-------- Supplied text --------
Obviously, based on what those teachers are prepared to do, and based on what other teachers say in this thread, they ALSO are working toward getting an overall improvement in wages, treatment and so on for their profession.
I don’t despise you one bit. I think you’re being purposely ignorant, but certainly have no dislike for you as a person, I don’t know you.
You are, however, calling each and every teacher or teacher’s relative who has told you about their livelihood, a liar. A person couldn’t be blamed for being skeptical about “a friend of a friend” but when these people are telling you about their very lives and the specific instances they experience, calling them a liar is pretty damn inflammatory.
i don’t know, and am too lazy right now to look it up. My point is not whatever the number is. It’s that no one has a right to determine for any other profession, or person what is “enough” and then to heap criticism and scorn on them for attempting to better their lives. For one thing, it’s not as if these people are trying to go from 35k or 40k or whatever they’re at to double that or anything. They’re asking for a reasonable percentage of their salary as a wage, as well as reasonable benefits.
I don’t know what you do for a living, or what you make. But it’s wrong to view this, or any similar situation from a "well, they’re doing better than I am, and their job is nicer than mine, so they should shut up and be grateful’ stance.
That’s not reason, that’s jealousy. And believe me, I have it too. But I recognize and admit it for what it is. Hell, I’d LOVE to be making what some of the people out there are making, or have their lifestyles etc. But that doesn’t equate to they are making ‘enough’ and are being greedy if they ask for more etc.
Hell, even if we’re talking sports stars, one of my jealousies. They make what the market will bear. They are valued that much because there is enough public interest in what they do. The only way to GET that kind of validation is to work for it and if it’s not being noticed, then to bring it to those who aren’t noticing its attention.
And that is precisely what those teachers are doing. Nothing more. They’re not asking for the world, and whether they win, or lose, has no bearing on whether YOU (collective you) are successful in your life or not.
A cite was provided by, I think it was catsix showing the inequity of health insurance as compared to the wages of teachers in PA.
??? Are you kidding me? I make 90-120 bucks an hour for freelance tech writing and can be billed out at about that too, and I am bottom of the ladder as far as that. Have you any idea what lawyers make (other than public defenders)? Or businessmen? Consultants? Dentists? Hell construction workers? Any other profession with a degree has the opportunity to start out fairly decently, and then only increase as a person’s experience does.
Besides which 40k was the wage in YOUR neck of the woods, this is not a one size fits all wage, as many others have provided state cites for.
No one is suggesting we open the purse strings and let them take what they want. There is a difference between bargaining for an improvement and “getting all you want”. Second, you don’t have the right to stop someone from working toward improving their lot in life. THAT is what I mean. There ARE grey areas dear, you seem to insist upon seeing this as only black or white. That is, they either accept their lot in life, and agree that they have cushy well-paid jobs, whether they agree or not, or else we somehow open pandora’s box to supply them with their EVERY desire and monetary wish.
--------
Exercises:
#1 Rewrite the post on teacher pay from "Besides which 40k" to "and monetary wish.", putting "floodgates" in place of "purse strings".
#2 Continue the post on teacher pay past its final sentence.
The material is from a separate source and is unrelated to the post on teacher pay.
-------- Data section --------
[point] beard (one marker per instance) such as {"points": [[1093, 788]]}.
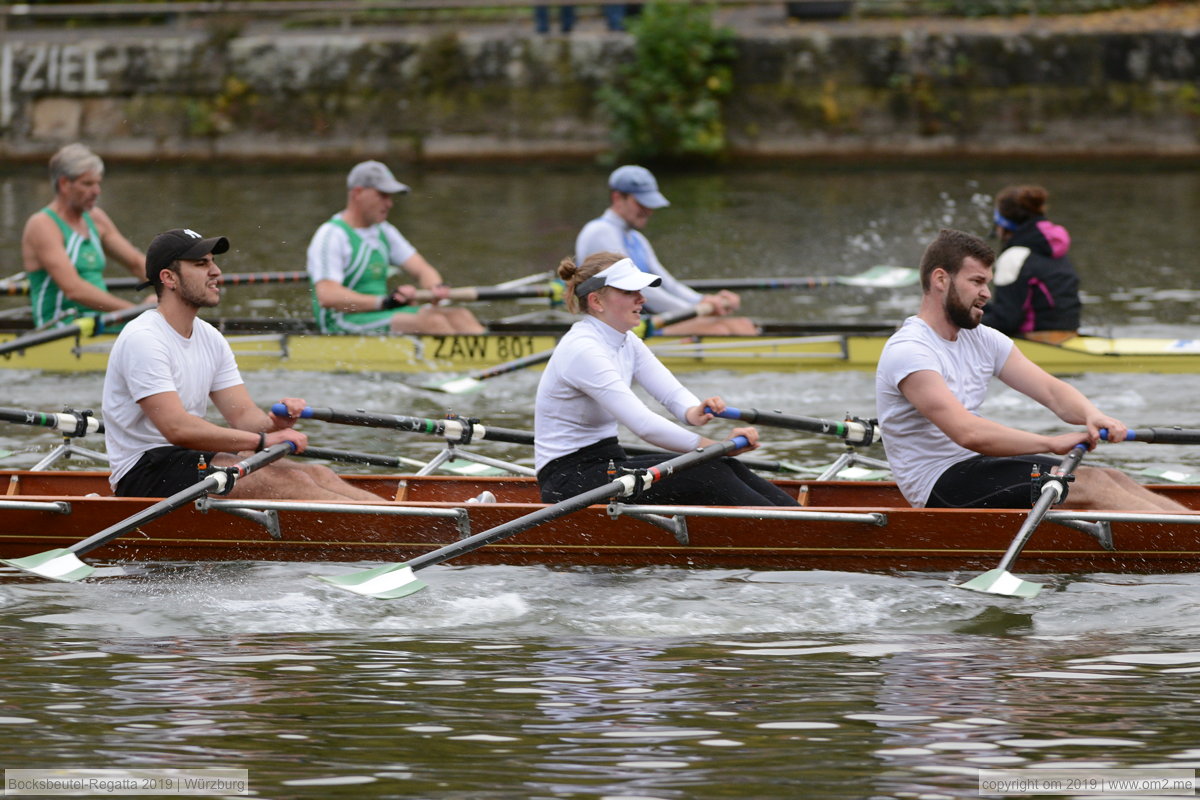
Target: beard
--------
Responses to the exercise:
#1
Besides which 40k was the wage in YOUR neck of the woods, this is not a one size fits all wage, as many others have provided state cites for.
No one is suggesting we open the floodgates and let them take what they want. There is a difference between bargaining for an improvement and “getting all you want”. Second, you don’t have the right to stop someone from working toward improving their lot in life. THAT is what I mean. There ARE grey areas dear, you seem to insist upon seeing this as only black or white. That is, they either accept their lot in life, and agree that they have cushy well-paid jobs, whether they agree or not, or else we somehow open pandora’s box to supply them with their EVERY desire and monetary wish.

#2
Funny how people react when you look them in the eye and tell them they’re lying.
As I stated above, I DON’T have a dog in this fight. But having read the cites I provided you, and having seen evidence in the schools where I briefly subbed, I do believe it. And just so you realize that you’re looking reasonable people, who’ve proven themselves to be stable believable people, in the eyes, and calling them to their faces, Liars.
Asked and answered above. You took these people’s livelihoods, shoved them down into the dirt, tromped on them a few times, called them liars regarding their very own life exxperiences, and then were shocked that they were angry. No, you didn’t cuss, but you didn’t need to, what you said, or more importantly the WAY you said it was intended to provoke, and it was inflammatory.
Calling a person a liar, especially to their face, when you have no proof, or even the remotest way of disproving what they say, is not a good thing.
Telling a person essentially, that their profession rates no right to assert itself or to attempt to improve the conditions or wages is not a good thing.
Right. Because the only way to insult someone is to use profanity. If you didn’t swear when you said something, clearly, whatever you said can’t have been insulting!
You said teachers were whining. Mildly insulting. You implied that teachers are liars. Pretty insulting. You called bachelor’s degrees a “useless commodity.” Very insulting. You not only dismissed people’s first hand testimony out of hand, you outright stated that simply listening to it made you want to vomit. Vastly insulting.
You’re acting like a dick in this thread. I’m fine with that. It’s the Pit, that’s what people do here. Just stop pretending that you weren’t the one who started it. You’ve been treated with exactly the same amount of respect that you’ve shown the other participants in this thread.
Huh? I have a masters and 8 years of experience AND I work in dangerous environments for a rather successful division in a very successful company. I make $50k a year. Half my ass. I started out with a bachelors making $9.50/hour and our current entry level salary for someone with a bachelors is…$12.00/hour.
Get off it, teachers aren’t THAT fucking under paid.
Hey, I have no doubt that somewhere, there might be a teacher working 80 hour work weeks. When someone tries to raise them up as an average example for travails of the profession, I call bullshit. If that’s calling someone a liar, so be it.
And in general, when you start running into too many stories about how many godawful hours a profession is working, when it doesn’t mesh with what you’ve seen yourself, when it doesn’t mesh with having friends who are teachers and always seem to be free on the weekends, when it doesn’t mesh with teachers who are able to pick up part time jobs in the summer even though they supposedly really don’t get the summer break, well, you start to have your doubts about most of the stories.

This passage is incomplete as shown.